TO BE DONE:
The records below must be transcribed exactly. Do not include the pictures.

PROVIDED DATA:
>> Begin

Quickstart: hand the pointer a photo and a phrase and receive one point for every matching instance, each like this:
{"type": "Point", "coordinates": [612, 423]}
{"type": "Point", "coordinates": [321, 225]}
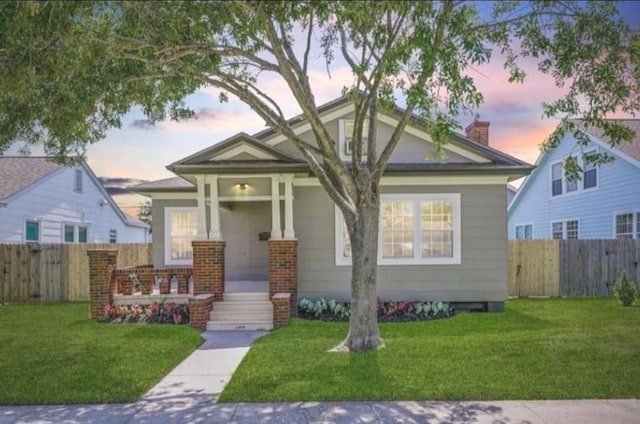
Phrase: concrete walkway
{"type": "Point", "coordinates": [188, 395]}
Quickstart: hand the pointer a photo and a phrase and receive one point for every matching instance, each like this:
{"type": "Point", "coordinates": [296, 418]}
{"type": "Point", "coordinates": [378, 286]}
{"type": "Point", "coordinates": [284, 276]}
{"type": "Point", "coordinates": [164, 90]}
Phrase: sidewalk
{"type": "Point", "coordinates": [187, 395]}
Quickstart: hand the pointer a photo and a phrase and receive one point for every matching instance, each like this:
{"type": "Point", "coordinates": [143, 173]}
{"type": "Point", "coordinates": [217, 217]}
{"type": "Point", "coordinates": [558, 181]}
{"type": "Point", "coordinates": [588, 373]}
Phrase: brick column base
{"type": "Point", "coordinates": [208, 267]}
{"type": "Point", "coordinates": [199, 308]}
{"type": "Point", "coordinates": [281, 309]}
{"type": "Point", "coordinates": [283, 270]}
{"type": "Point", "coordinates": [101, 284]}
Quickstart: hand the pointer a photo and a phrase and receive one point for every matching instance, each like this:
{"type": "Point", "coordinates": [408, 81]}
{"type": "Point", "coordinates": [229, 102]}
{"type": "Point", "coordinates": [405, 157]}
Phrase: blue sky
{"type": "Point", "coordinates": [138, 150]}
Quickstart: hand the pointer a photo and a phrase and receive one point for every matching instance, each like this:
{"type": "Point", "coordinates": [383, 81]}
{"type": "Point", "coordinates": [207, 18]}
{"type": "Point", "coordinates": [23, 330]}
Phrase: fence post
{"type": "Point", "coordinates": [101, 266]}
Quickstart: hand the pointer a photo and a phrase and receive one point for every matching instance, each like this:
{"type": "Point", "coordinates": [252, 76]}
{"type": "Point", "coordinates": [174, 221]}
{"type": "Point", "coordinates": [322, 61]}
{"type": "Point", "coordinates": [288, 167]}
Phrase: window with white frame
{"type": "Point", "coordinates": [524, 232]}
{"type": "Point", "coordinates": [561, 185]}
{"type": "Point", "coordinates": [68, 233]}
{"type": "Point", "coordinates": [77, 181]}
{"type": "Point", "coordinates": [32, 231]}
{"type": "Point", "coordinates": [414, 229]}
{"type": "Point", "coordinates": [565, 230]}
{"type": "Point", "coordinates": [345, 136]}
{"type": "Point", "coordinates": [180, 230]}
{"type": "Point", "coordinates": [627, 225]}
{"type": "Point", "coordinates": [83, 234]}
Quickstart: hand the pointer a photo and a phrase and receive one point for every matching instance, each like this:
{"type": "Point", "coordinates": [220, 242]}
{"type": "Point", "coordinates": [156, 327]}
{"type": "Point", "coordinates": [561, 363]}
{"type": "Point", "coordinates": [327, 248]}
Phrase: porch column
{"type": "Point", "coordinates": [276, 231]}
{"type": "Point", "coordinates": [288, 207]}
{"type": "Point", "coordinates": [202, 212]}
{"type": "Point", "coordinates": [214, 225]}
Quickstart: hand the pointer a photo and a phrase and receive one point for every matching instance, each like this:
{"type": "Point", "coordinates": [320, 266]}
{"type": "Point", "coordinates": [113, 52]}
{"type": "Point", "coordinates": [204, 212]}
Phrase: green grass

>> End

THE RESPONSE:
Quickstart: hand the pointer a photo and a phrase and receive one point for every matching instance, each like this:
{"type": "Point", "coordinates": [612, 423]}
{"type": "Point", "coordinates": [321, 225]}
Phrase: concrete walkway
{"type": "Point", "coordinates": [188, 395]}
Quickstart: hand the pointer a photo and a phrase and receive one point for every matching instance, each like this:
{"type": "Point", "coordinates": [296, 418]}
{"type": "Point", "coordinates": [378, 286]}
{"type": "Point", "coordinates": [284, 276]}
{"type": "Point", "coordinates": [164, 90]}
Phrase: sidewalk
{"type": "Point", "coordinates": [187, 395]}
Quickstart: hand the pointer a photo and a phrase and receive one point for every matching instance, each like this:
{"type": "Point", "coordinates": [143, 173]}
{"type": "Point", "coordinates": [217, 217]}
{"type": "Point", "coordinates": [558, 181]}
{"type": "Point", "coordinates": [588, 373]}
Phrase: brick column base
{"type": "Point", "coordinates": [208, 267]}
{"type": "Point", "coordinates": [199, 308]}
{"type": "Point", "coordinates": [281, 309]}
{"type": "Point", "coordinates": [283, 270]}
{"type": "Point", "coordinates": [101, 284]}
Quickstart: hand the pointer a photo and a phrase and receive one point for every matching instance, each like this:
{"type": "Point", "coordinates": [408, 81]}
{"type": "Point", "coordinates": [229, 102]}
{"type": "Point", "coordinates": [405, 157]}
Phrase: blue sky
{"type": "Point", "coordinates": [138, 150]}
Quickstart: hand the pointer a photo and a phrase and receive one point for every matching instance, each like this:
{"type": "Point", "coordinates": [383, 81]}
{"type": "Point", "coordinates": [207, 18]}
{"type": "Point", "coordinates": [23, 330]}
Phrase: fence post
{"type": "Point", "coordinates": [101, 266]}
Quickstart: hand the pointer a photo and a phrase and receive one point for every matching instance, each like this:
{"type": "Point", "coordinates": [252, 76]}
{"type": "Point", "coordinates": [174, 221]}
{"type": "Point", "coordinates": [322, 61]}
{"type": "Point", "coordinates": [288, 167]}
Phrase: window with white frame
{"type": "Point", "coordinates": [524, 232]}
{"type": "Point", "coordinates": [561, 185]}
{"type": "Point", "coordinates": [68, 233]}
{"type": "Point", "coordinates": [77, 181]}
{"type": "Point", "coordinates": [32, 231]}
{"type": "Point", "coordinates": [414, 229]}
{"type": "Point", "coordinates": [565, 230]}
{"type": "Point", "coordinates": [345, 136]}
{"type": "Point", "coordinates": [180, 230]}
{"type": "Point", "coordinates": [627, 225]}
{"type": "Point", "coordinates": [83, 234]}
Quickstart: hand the pointer a photo and a phrase and receive one point for every matching instance, each like this:
{"type": "Point", "coordinates": [220, 242]}
{"type": "Point", "coordinates": [156, 327]}
{"type": "Point", "coordinates": [561, 363]}
{"type": "Point", "coordinates": [327, 248]}
Phrase: porch column
{"type": "Point", "coordinates": [276, 231]}
{"type": "Point", "coordinates": [288, 207]}
{"type": "Point", "coordinates": [202, 212]}
{"type": "Point", "coordinates": [214, 225]}
Quickstart: hand the pointer a photo and a phrase and receive one point for every matching instance, each like this:
{"type": "Point", "coordinates": [320, 266]}
{"type": "Point", "coordinates": [113, 52]}
{"type": "Point", "coordinates": [204, 212]}
Phrase: green grass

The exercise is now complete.